Excerpts of pointing data:
╔══
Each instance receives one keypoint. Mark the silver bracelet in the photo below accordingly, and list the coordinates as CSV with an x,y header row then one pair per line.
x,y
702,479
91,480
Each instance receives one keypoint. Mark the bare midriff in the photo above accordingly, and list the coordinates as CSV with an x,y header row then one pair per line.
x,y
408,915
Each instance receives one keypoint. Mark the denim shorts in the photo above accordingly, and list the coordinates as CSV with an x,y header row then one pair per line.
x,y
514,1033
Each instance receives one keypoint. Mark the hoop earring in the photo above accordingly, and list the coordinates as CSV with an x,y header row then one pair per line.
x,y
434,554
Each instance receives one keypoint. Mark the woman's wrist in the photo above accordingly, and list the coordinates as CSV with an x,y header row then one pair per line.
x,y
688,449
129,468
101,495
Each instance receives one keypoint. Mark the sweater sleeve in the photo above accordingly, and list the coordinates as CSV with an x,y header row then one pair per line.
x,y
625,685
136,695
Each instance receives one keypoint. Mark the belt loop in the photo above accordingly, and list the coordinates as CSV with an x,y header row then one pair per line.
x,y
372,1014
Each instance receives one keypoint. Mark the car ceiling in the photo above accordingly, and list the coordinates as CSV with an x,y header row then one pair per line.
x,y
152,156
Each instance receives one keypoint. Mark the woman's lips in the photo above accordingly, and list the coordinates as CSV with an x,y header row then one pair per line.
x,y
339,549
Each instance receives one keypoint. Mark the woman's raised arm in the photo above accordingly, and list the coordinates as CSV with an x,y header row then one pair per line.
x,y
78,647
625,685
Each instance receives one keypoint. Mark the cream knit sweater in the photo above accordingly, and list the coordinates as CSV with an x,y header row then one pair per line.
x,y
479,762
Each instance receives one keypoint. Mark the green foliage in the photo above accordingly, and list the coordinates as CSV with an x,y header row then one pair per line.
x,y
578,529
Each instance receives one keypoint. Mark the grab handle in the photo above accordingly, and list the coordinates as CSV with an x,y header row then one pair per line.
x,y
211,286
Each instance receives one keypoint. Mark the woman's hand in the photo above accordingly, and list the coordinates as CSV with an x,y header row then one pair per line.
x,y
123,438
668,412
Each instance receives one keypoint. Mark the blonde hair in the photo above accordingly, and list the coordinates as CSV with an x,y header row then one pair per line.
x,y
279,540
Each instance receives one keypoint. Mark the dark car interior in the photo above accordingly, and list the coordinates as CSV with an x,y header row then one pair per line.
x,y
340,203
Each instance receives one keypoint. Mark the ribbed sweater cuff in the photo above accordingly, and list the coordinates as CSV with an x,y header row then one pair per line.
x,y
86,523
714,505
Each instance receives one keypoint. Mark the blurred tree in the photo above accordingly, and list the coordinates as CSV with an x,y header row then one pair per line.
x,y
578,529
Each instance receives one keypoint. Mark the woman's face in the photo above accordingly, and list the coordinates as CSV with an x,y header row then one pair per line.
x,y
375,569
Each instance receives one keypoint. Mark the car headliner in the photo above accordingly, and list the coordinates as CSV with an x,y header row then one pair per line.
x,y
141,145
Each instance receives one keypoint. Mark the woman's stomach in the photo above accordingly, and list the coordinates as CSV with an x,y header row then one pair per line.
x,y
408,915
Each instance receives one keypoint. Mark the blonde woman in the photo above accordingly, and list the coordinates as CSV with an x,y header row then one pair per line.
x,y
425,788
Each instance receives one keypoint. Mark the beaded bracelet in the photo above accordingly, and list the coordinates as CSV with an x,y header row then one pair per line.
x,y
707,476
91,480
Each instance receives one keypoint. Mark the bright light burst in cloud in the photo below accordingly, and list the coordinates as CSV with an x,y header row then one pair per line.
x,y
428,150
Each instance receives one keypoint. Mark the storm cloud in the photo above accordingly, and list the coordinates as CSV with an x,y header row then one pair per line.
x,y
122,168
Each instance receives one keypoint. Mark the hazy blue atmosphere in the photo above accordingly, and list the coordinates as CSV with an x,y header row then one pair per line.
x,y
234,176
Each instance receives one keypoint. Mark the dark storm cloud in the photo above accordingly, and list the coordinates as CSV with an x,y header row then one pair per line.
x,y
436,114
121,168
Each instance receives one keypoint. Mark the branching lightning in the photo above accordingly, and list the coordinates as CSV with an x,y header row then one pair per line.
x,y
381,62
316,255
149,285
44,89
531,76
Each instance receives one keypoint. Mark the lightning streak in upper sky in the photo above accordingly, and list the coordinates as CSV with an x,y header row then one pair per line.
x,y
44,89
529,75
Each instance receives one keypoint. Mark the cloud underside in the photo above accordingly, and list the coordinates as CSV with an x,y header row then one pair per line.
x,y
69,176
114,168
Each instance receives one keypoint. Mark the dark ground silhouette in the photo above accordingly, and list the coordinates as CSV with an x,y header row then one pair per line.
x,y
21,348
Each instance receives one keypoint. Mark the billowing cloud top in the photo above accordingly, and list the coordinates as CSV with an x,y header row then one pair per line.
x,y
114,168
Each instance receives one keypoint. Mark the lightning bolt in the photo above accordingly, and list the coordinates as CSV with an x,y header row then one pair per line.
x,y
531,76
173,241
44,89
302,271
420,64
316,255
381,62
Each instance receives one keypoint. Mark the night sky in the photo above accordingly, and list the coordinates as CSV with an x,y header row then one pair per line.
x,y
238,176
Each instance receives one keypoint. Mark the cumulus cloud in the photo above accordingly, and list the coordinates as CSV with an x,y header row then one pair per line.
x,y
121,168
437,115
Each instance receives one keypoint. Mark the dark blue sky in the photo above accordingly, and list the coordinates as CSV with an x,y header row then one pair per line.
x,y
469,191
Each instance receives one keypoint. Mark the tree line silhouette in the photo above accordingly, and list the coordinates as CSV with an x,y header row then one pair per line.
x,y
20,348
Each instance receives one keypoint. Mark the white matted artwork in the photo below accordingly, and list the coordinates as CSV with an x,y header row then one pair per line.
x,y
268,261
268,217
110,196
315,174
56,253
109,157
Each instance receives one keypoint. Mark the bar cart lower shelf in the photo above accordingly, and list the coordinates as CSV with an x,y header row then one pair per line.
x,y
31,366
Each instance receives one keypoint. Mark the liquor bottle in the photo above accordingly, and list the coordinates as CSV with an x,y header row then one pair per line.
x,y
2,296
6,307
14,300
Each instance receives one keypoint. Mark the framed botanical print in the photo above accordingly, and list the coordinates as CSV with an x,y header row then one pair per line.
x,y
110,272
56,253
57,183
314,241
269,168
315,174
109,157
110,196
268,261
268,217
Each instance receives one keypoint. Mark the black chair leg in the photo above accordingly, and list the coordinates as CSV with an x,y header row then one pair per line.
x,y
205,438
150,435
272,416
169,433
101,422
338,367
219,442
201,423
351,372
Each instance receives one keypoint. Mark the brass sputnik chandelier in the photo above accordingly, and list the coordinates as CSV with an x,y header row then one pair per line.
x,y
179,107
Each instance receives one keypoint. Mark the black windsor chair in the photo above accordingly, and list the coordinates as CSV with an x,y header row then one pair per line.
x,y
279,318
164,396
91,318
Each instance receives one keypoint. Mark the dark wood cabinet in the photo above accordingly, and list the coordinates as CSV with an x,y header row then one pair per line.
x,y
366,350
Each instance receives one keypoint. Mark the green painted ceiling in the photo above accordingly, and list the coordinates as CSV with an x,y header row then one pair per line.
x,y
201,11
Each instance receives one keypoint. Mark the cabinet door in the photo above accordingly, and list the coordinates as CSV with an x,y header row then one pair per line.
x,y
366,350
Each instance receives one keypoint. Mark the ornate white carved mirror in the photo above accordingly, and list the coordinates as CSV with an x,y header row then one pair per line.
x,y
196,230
╚══
### GIVEN REQUEST:
Transcribe all the entries, keeping each one exactly as it is.

### WRITTEN ANSWER:
Each instance receives one keypoint. Mark the silver bracelet in the photo below accordingly, and list the coordinates as CSV with an x,y header row then one pair per line.
x,y
702,479
91,480
Each instance receives one keypoint. Mark the bare midriff in the photo above accordingly, and list the coordinates as CSV with an x,y header row then one pair per line.
x,y
408,915
Each instance receives one keypoint. Mark the denim shorts in the photo above accordingly, and list the coordinates as CSV with an x,y header row then one pair per line.
x,y
514,1033
Each instance receives one keypoint. Mark the hoop earring in the photo above accordingly, and list the coordinates as CSV with an x,y header row then one pair per line.
x,y
434,554
Each instance receives one keypoint. Mark the woman's wrist in the photo above accordingly, and list the coordinates as CSV with an x,y header row then one pair per line.
x,y
688,449
129,468
101,495
Each instance receives one keypoint. Mark the sweater sleeve in the photo above accordingly, and list the coordinates as CSV with an x,y header row then one pair per line.
x,y
625,685
136,695
Each instance receives one keypoint. Mark the belt loop in the photo above accordingly, and list the coordinates as CSV with an x,y header row then one pair per line.
x,y
372,1014
Each instance receives one keypoint. Mark the car ceiling in the photo above accordingly, and list the coordinates as CSV with an x,y header row then one pair per line.
x,y
152,156
Each instance receives one keypoint. Mark the woman's lips in the photo above accordingly, and list the coordinates as CSV with an x,y header row then one pair per line.
x,y
339,549
Each instance receives one keypoint. Mark the woman's raised arm in the photo above accordingly, and list the coordinates as CSV with an x,y header row then one pair per line.
x,y
78,647
625,685
Each instance receives one keypoint. Mark the cream knit sweater in the photo above accordingly, and list the coordinates as CSV with an x,y header row then one pair per line.
x,y
479,762
Each instance receives one keypoint. Mark the green foliage in the photo above accordingly, and list the coordinates as CSV with an x,y header row then one pair per line.
x,y
578,529
Each instance receives one keypoint. Mark the grab handle in the photo above accordingly, and list the coordinates as CSV with an x,y header row then one pair per line.
x,y
211,286
Each instance receives one keypoint. Mark the woman's hand in the photo above accordingly, and list the coordinates as CSV with an x,y header row then one pair per line.
x,y
123,438
668,412
Each instance receives one keypoint. Mark the blonde hair in the photo above accordingly, and list the coordinates as CSV with an x,y header row then one pair per line.
x,y
279,540
Each instance receives one keypoint. Mark the dark car interior in the photo above accordingly, and list the coordinates as CSV with an x,y header row then one pair per line.
x,y
340,203
Each instance receives one keypoint. Mark the ribbed sweater cuff in the photo above accordingly, and list the coordinates as CSV with an x,y header row then one pair per line.
x,y
86,523
714,505
Each instance receives one keypoint. Mark the blurred tree in the photo above accordingly, and list the coordinates as CSV with an x,y header row then one pair per line.
x,y
578,529
Each instance receives one keypoint. Mark the woman's face in the photo above accordingly, and list the coordinates as CSV with an x,y header row then one pair per line.
x,y
375,569
Each instance receives one keypoint. Mark the car headliner in the photo above accordingly, and list the coordinates as CSV with an x,y header row then one pair per line.
x,y
141,145
Each instance receives one keypoint. Mark the woman's stomach in the photo above accordingly, and list the coordinates as CSV with an x,y header row then one pair per line.
x,y
408,915
Each instance receives one keypoint. Mark the blonde woman in the photo above accordingly, and list the coordinates as CSV with an x,y header row then one pair per line.
x,y
425,788
Each instance receives one keypoint. Mark the beaded bracelet in the photo above accordingly, and list the coordinates as CSV with an x,y header row then one pair per line.
x,y
707,476
91,480
Each instance receives one keypoint. Mark the bright light burst in cloud in the photo below accordingly, and list the coordinates as CSV with an x,y header row then one pair per line.
x,y
428,150
Each instance receives one keypoint. Mark the storm cloud in the photo above accordingly, and list the coordinates as CSV with an x,y header row then one pair per line.
x,y
122,168
Each instance receives one keypoint. Mark the hazy blue atmosphere in the photo above accordingly, and list the coordinates as CSV with an x,y header row then one pair per line.
x,y
234,176
Each instance receives one keypoint. Mark the dark storm cloud in the photo above accordingly, and list the coordinates as CSV with an x,y header row then one pair per line.
x,y
436,114
121,168
Each instance receives one keypoint. Mark the branching lightning in the photo above accordingly, and list the coordinates as CSV with an x,y header row then one pair per line.
x,y
381,62
316,255
149,285
44,89
531,76
Each instance receives one keypoint. Mark the lightning streak in upper sky in the photo above accordingly, and list the coordinates as CSV with an x,y header row then one pair per line.
x,y
44,89
529,75
Each instance receives one keypoint. Mark the cloud underside in the photo above accordingly, and list the coordinates as CSV with an x,y header row then one pair per line.
x,y
69,176
114,168
Each instance receives one keypoint. Mark the dark ground silhouette in the photo above accordingly, and list the coordinates as CSV with an x,y header row then one pair per line.
x,y
21,348
Each instance receives one keypoint. Mark the billowing cloud top in the photo above accordingly, and list the coordinates as CSV with an x,y header row then one pair per line.
x,y
114,168
Each instance receives one keypoint. Mark the lightning bolt in the photo above accordingly, and list the coordinates as CSV with an x,y header row then one pair per line.
x,y
531,76
173,241
44,89
302,271
420,64
316,255
381,62
Each instance receives one keypoint. Mark the night sky in the photo above accordingly, and list the coordinates as CSV with an x,y header row then one pair per line.
x,y
238,176
Each instance receives one keypoint. Mark the cumulus cloud in the photo above accordingly, and list the coordinates as CSV with an x,y header row then one pair per line.
x,y
121,168
437,115
Each instance receives one keypoint. Mark the dark blue sky in the photo above accordingly, and list the coordinates as CSV with an x,y header row then one pair per line.
x,y
469,191
Each instance receives one keypoint. Mark the tree line silhouette in the photo above accordingly, and list the coordinates as CSV with an x,y header row then one pair per line.
x,y
20,348
Each instance receives one keypoint. Mark the white matted artwork in the photo below accordingly, and list the coordinates as CSV with an x,y header row then one pair per line.
x,y
268,261
268,217
110,196
315,174
56,253
109,157
Each instance receives one keypoint. Mark the bar cart lower shelf in the photo above accordingly, and list the coordinates as CSV with an x,y header row then one pair per line.
x,y
31,366
Each instance receives one keypoint. Mark the liquor bottle in the photo above accordingly, and list the coordinates as CSV with an x,y header row then one pair per line.
x,y
2,296
6,307
14,300
Each instance receives one keypoint. Mark the framed botanical print in the photo above accordingly, and list the coordinates as CSV with an x,y header row then one pair per line.
x,y
110,272
56,253
57,183
314,241
269,168
315,174
109,157
110,196
268,261
268,217
Each instance receives one keypoint. Mark the black chair leg in the photo above accordingly, and list the coordinates as CSV with an x,y header row then one pair per line.
x,y
205,438
150,435
272,416
169,433
101,422
338,367
219,442
201,423
351,372
Each instance receives one keypoint. Mark the brass sputnik chandelier in the photo above accordingly, and list the coordinates as CSV with an x,y header row then one pair per line.
x,y
179,107
Each instance receives one keypoint. Mark the black windsor chair in the photo above accordingly, and list the coordinates as CSV with an x,y header row then one pair per line.
x,y
279,318
164,396
91,318
Each instance receives one keypoint. Mark the dark wood cabinet in the photo above accordingly, and list the coordinates as CSV with an x,y header row then one pair per line.
x,y
366,350
Each instance receives one keypoint. Mark the green painted ceiling in the photo above accordingly, and list the coordinates as CSV with an x,y header row then one pair per line.
x,y
201,11
Each instance receives one keypoint. Mark the cabinet door in the photo above accordingly, and list the coordinates as CSV with an x,y header row then one pair per line.
x,y
366,350
Each instance receives one keypoint. Mark the ornate white carved mirror in the photo above accordingly, and list the coordinates as CSV with an x,y header row then one pair per line.
x,y
196,230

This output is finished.